* [Supplied passage]:
Lord John Russell was born in 1792, and became Prime Minister for the first time in 1846. Soon after, Queen Victoria, naturally interested in the oncoming generation of statesmen, said to the Premier, "Pray tell me, Lord John, whom do you consider the most promising young man in your party?" After due consideration Lord John replied, "George Byng, ma'am," signifying thereby a youth who eventually became the third Earl of Strafford.

In 1865 Lord John, who in the meantime had been created Earl Russell, became, after many vicissitudes in office and opposition, Prime Minister for the second time. The Queen, apparently hard put to it for conversation, asked him whom he now considered the most promising young man in the Liberal party. He replied, without hesitation, "George Byng, ma'am," thereby eliciting the very natural rejoinder, "But that's what you told me twenty years ago!"

This fragment of anecdotage, whether true or false, is eminently characteristic of Lord Russell. In principles, beliefs, opinions, even in tastes and habits, he was singularly unchanging. He lived to be close on eighty-six; he spent more than half a century in active politics; and it would be difficult to detect in all those years a single deviation from the creed which he professed when, being not yet twenty-one, he was returned as M.P. for his father's pocket-borough of Tavistock.

* [Data listing]:

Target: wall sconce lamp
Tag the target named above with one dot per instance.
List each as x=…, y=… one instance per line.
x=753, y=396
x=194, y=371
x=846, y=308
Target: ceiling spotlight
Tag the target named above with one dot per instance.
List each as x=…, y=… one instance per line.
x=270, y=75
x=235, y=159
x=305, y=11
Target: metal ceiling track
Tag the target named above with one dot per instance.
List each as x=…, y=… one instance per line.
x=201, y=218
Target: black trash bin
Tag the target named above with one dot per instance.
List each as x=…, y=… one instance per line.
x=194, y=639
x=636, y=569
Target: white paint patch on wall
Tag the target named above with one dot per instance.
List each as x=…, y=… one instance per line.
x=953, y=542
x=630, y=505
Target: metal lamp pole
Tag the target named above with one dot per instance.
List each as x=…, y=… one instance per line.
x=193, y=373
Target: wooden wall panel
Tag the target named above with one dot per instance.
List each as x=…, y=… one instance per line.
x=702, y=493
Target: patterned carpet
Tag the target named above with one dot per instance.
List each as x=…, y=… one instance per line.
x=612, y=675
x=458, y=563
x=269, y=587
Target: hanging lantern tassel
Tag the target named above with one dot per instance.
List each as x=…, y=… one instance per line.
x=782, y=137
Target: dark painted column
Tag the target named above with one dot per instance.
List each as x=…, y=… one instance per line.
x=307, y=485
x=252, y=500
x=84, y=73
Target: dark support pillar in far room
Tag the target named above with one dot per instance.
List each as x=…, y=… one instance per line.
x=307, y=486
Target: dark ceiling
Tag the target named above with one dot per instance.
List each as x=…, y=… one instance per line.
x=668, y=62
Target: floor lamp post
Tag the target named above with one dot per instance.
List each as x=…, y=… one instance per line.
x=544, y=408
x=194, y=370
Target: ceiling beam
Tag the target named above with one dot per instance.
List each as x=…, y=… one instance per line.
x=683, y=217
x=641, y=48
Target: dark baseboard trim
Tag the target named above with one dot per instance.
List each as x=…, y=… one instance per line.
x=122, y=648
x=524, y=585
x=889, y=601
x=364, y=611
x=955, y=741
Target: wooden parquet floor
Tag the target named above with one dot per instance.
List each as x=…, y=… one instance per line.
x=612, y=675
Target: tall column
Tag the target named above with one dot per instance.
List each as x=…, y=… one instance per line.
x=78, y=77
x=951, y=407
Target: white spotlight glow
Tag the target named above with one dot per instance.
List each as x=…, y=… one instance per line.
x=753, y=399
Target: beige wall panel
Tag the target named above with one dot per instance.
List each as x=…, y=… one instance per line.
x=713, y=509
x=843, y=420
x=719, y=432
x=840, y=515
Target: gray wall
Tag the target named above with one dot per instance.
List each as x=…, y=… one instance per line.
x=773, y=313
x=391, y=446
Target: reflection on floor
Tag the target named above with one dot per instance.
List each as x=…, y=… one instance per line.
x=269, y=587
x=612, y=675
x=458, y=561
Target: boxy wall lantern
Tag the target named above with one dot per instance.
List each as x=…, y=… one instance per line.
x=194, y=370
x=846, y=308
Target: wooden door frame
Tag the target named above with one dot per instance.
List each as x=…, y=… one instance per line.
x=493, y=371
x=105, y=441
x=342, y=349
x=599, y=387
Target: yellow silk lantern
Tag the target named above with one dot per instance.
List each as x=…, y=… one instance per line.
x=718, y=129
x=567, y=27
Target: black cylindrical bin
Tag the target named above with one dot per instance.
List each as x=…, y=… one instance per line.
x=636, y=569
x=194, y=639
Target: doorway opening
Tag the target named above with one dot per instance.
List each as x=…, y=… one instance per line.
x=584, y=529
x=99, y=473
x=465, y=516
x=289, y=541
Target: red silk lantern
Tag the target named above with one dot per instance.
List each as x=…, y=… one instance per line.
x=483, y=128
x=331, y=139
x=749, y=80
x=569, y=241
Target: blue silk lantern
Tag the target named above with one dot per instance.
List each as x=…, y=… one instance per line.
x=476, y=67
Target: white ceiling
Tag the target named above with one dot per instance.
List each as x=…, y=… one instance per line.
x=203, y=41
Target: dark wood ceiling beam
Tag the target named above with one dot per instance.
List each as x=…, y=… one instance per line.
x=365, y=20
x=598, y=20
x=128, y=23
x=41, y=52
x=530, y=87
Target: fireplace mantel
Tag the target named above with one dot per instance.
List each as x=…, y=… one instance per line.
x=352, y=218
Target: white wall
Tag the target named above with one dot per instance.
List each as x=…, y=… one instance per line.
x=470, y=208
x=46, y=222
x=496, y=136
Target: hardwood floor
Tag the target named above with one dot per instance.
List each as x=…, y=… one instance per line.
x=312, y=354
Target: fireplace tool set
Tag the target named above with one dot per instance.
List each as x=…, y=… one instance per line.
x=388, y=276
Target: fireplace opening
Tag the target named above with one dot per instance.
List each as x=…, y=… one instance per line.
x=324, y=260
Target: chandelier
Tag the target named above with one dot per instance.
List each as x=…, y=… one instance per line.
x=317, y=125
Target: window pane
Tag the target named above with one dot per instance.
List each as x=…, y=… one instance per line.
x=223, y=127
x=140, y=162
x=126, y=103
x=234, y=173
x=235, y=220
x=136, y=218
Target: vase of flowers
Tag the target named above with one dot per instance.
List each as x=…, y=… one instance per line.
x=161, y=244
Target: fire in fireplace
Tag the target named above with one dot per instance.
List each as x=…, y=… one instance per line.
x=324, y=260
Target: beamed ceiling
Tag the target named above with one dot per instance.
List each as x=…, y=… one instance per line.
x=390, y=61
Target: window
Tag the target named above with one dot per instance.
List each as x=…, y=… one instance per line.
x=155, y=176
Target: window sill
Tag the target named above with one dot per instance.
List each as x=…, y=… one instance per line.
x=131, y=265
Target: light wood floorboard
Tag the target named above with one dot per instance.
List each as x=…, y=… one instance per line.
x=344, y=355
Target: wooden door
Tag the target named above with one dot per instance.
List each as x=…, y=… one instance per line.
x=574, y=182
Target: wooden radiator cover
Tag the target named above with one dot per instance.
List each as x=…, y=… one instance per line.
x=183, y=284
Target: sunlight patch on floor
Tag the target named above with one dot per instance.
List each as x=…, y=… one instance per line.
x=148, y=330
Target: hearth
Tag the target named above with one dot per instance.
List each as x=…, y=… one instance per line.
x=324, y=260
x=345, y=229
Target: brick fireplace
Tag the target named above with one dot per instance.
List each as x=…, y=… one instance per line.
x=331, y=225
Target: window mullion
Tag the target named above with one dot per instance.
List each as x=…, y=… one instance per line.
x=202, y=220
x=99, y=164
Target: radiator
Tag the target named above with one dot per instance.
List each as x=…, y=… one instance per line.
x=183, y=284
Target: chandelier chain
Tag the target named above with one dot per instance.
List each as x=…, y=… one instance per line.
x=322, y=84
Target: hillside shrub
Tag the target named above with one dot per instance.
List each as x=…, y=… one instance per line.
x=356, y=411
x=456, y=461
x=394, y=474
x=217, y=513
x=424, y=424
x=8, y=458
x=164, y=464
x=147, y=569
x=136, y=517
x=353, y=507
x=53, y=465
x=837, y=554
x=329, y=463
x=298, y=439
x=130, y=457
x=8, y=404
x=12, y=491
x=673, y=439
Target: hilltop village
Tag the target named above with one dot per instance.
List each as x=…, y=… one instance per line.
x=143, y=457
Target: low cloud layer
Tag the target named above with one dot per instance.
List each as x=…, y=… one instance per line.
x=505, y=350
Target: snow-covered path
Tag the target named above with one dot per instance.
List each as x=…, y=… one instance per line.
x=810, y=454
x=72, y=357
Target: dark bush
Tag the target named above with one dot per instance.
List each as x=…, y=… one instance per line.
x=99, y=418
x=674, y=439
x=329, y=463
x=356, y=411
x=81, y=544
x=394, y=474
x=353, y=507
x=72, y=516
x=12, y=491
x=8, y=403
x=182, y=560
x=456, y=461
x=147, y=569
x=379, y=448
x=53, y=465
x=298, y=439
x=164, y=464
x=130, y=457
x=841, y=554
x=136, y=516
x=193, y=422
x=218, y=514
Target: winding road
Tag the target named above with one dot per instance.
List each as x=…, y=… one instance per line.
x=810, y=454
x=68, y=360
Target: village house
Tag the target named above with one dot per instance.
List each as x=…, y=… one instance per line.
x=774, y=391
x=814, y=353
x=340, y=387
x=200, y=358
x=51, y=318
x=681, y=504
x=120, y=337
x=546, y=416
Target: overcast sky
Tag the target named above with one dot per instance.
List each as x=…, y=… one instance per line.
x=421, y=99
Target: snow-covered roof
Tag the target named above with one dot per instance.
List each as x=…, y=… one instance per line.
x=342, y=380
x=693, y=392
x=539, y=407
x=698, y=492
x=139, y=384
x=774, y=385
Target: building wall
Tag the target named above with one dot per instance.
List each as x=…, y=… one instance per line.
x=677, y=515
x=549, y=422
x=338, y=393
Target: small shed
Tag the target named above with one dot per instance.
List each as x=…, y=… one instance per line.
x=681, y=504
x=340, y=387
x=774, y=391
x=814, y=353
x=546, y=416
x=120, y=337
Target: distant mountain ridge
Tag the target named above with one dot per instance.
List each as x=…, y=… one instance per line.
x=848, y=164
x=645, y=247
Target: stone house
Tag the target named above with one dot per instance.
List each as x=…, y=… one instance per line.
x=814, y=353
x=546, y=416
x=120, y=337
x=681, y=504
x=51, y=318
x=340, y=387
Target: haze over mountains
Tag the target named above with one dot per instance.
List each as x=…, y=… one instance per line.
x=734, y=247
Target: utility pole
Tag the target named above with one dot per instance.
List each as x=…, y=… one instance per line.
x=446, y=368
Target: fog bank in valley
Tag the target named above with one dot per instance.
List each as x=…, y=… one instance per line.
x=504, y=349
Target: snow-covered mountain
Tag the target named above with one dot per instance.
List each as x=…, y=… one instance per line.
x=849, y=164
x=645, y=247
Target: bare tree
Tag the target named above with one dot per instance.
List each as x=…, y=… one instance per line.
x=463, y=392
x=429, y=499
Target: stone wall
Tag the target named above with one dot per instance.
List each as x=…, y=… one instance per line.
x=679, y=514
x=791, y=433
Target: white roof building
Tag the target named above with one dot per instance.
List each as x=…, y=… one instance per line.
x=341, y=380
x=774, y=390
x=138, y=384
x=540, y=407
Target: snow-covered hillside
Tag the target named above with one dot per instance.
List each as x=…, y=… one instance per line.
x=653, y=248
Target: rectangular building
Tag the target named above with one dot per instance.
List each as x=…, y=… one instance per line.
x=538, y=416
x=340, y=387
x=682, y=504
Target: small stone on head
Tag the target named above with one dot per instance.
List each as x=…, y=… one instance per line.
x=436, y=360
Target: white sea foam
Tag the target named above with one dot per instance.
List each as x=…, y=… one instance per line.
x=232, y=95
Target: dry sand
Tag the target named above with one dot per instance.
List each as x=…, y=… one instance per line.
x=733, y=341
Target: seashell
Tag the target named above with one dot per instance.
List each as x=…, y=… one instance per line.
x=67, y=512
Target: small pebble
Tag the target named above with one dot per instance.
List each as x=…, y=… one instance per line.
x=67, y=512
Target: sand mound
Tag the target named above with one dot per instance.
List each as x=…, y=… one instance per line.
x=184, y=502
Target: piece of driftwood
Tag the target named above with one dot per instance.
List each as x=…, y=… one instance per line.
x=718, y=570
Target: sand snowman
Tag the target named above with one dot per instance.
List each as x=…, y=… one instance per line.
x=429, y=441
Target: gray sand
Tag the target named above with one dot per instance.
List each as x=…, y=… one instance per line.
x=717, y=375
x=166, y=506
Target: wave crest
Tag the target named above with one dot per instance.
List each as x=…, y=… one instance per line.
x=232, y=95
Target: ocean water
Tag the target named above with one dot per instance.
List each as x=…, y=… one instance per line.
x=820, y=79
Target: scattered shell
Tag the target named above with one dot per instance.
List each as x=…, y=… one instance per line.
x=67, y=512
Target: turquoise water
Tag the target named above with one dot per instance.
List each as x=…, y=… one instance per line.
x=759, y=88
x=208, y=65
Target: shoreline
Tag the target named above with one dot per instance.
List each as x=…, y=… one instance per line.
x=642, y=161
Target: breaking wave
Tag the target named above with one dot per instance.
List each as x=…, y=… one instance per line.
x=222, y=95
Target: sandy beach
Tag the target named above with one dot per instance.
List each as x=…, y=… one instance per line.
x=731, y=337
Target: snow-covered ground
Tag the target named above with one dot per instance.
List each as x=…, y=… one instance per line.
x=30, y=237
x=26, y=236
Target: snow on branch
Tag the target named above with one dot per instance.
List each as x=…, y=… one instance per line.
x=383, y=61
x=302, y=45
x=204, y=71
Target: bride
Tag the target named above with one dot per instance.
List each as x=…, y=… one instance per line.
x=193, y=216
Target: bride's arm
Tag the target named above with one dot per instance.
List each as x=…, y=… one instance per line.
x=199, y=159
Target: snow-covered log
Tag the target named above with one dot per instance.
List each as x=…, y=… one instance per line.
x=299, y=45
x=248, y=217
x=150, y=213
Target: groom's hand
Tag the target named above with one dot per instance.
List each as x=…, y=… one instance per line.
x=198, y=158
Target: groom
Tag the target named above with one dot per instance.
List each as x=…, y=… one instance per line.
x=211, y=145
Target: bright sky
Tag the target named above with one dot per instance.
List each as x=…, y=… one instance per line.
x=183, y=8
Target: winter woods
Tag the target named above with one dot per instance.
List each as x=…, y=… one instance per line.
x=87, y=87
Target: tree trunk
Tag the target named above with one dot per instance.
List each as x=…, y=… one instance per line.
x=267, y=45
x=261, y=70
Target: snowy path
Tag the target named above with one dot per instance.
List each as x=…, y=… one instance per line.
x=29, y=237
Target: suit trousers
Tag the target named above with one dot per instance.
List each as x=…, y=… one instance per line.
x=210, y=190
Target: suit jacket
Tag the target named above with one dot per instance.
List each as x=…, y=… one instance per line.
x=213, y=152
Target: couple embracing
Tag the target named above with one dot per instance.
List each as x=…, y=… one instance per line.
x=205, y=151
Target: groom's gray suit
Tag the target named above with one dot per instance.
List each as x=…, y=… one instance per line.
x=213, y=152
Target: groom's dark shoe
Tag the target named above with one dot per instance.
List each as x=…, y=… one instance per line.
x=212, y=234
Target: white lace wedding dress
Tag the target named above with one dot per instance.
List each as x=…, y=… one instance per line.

* [Written exercise 1]: In the Lord John Russell passage, why is the George Byng anecdote called "eminently characteristic" of him? Answer in one to three sentences.
* [Written exercise 2]: List every area in which the Lord John Russell passage says he was singularly unchanging.
* [Written exercise 3]: Write a continuation of the Lord John Russell passage that picks up after its final sentence.

* [Task answer 1]: The anecdote shows him giving the same answer twenty years apart, and that fits him because he was singularly unchanging in principles, beliefs, opinions, tastes and habits. Over more than half a century in politics he hardly deviated from the creed he held as a young member for Tavistock.

* [Task answer 2]:
- principles
- beliefs
- opinions
- tastes
- habits

* [Task answer 3]:
From first to last he was the staunch and unwavering champion of freedom—civil, intellectual, and religious. At the very outset of his Parliamentary career he said, "We talk much—and think a great deal too much—of the wisdom of our ancestors. I wish we could imitate the courage of our ancestors. They were not ready to lay their liberties at the foot of the Crown upon every vain or imaginary alarm." At the close of life he referred to England as "the country whose freedom I have worshipped, and whose liberties and prosperity I am not ashamed to say we owe to the providence of Almighty God."

This faith Lord Russell was prepared to maintain at all times, in all places, and amid surroundings which have been known to test the moral fibre of more boisterous politicians. Though profoundly attached to the Throne and to the Hanoverian succession, he was no courtier. The year 1688 was his sacred date, and he had a habit of applying the principles of our English Revolution to the issues of modern politics.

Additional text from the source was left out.